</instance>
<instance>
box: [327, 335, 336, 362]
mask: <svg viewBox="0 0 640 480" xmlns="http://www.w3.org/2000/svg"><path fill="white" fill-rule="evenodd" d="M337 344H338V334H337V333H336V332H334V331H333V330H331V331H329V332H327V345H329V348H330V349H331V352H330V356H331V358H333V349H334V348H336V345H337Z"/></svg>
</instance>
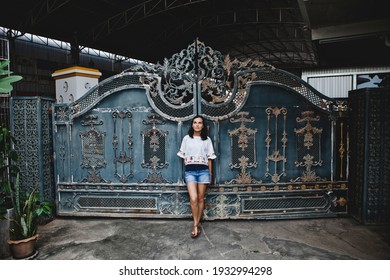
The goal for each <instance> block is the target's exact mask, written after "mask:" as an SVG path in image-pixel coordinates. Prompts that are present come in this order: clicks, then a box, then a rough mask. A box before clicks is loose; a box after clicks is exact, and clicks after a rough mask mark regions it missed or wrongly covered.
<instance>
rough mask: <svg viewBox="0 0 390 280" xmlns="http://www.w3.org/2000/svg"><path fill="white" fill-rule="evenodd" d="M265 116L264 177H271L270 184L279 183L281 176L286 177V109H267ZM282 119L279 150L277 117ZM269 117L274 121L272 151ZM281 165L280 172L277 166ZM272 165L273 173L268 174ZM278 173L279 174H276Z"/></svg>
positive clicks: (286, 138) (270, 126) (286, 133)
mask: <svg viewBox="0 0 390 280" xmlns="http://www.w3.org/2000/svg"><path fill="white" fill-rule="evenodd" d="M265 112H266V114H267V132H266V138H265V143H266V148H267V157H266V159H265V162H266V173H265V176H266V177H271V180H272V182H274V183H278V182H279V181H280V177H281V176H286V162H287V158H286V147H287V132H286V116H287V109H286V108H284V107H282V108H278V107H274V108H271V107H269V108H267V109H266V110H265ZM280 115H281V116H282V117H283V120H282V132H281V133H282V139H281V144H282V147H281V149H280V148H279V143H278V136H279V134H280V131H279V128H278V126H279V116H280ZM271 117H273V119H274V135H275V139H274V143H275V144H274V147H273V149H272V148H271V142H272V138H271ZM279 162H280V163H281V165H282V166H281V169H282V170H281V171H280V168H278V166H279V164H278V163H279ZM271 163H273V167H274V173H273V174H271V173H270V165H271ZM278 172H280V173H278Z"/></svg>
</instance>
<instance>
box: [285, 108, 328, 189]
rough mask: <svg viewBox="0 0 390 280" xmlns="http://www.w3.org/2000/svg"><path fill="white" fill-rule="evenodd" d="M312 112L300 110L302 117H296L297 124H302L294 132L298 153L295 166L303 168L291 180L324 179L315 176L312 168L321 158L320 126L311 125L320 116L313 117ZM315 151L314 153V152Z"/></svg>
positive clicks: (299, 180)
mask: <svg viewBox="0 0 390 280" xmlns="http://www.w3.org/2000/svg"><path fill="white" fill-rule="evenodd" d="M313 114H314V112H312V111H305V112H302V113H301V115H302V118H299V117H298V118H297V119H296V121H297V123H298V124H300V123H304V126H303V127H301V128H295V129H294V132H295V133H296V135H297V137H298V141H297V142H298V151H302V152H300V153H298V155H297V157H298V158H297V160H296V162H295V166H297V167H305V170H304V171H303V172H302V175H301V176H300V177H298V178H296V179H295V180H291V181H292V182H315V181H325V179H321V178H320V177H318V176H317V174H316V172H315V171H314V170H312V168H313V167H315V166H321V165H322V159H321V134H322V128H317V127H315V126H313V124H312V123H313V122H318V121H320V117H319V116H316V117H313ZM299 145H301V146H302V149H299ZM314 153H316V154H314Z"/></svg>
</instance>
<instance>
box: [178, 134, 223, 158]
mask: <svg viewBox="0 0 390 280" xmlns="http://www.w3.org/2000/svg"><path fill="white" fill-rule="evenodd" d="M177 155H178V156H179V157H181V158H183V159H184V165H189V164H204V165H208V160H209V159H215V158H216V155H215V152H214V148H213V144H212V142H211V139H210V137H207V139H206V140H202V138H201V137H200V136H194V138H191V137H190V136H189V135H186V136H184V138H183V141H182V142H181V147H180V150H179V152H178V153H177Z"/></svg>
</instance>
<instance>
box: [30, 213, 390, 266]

————

■ Work instructions ■
Go through the data above and print exactly the lines from its first line through the line holding "116L264 177H271L270 184L279", both included, leaving pictures aside.

■ Reply ■
</instance>
<instance>
box: [327, 335, 336, 362]
mask: <svg viewBox="0 0 640 480" xmlns="http://www.w3.org/2000/svg"><path fill="white" fill-rule="evenodd" d="M337 344H338V334H337V333H336V332H334V331H333V330H331V331H329V332H327V345H329V348H330V349H331V352H330V356H331V358H333V349H334V348H336V345H337Z"/></svg>
</instance>
The goal for each <instance> block is the target's exact mask, written after "mask:" as an SVG path in image-pixel coordinates. Prompts that are present come in this order: clicks, then a box, then a rough mask. A box before clicks is loose; a box after clicks is exact, and clicks after a rough mask mark regions it missed or wrongly covered.
<instance>
rough mask: <svg viewBox="0 0 390 280" xmlns="http://www.w3.org/2000/svg"><path fill="white" fill-rule="evenodd" d="M265 116L264 177H271L270 184L279 183L281 176L286 177V109H267ZM282 119L279 150L277 117ZM269 117L274 121L272 151ZM281 165L280 172L277 166ZM272 165L273 173L268 174ZM278 173L279 174H276Z"/></svg>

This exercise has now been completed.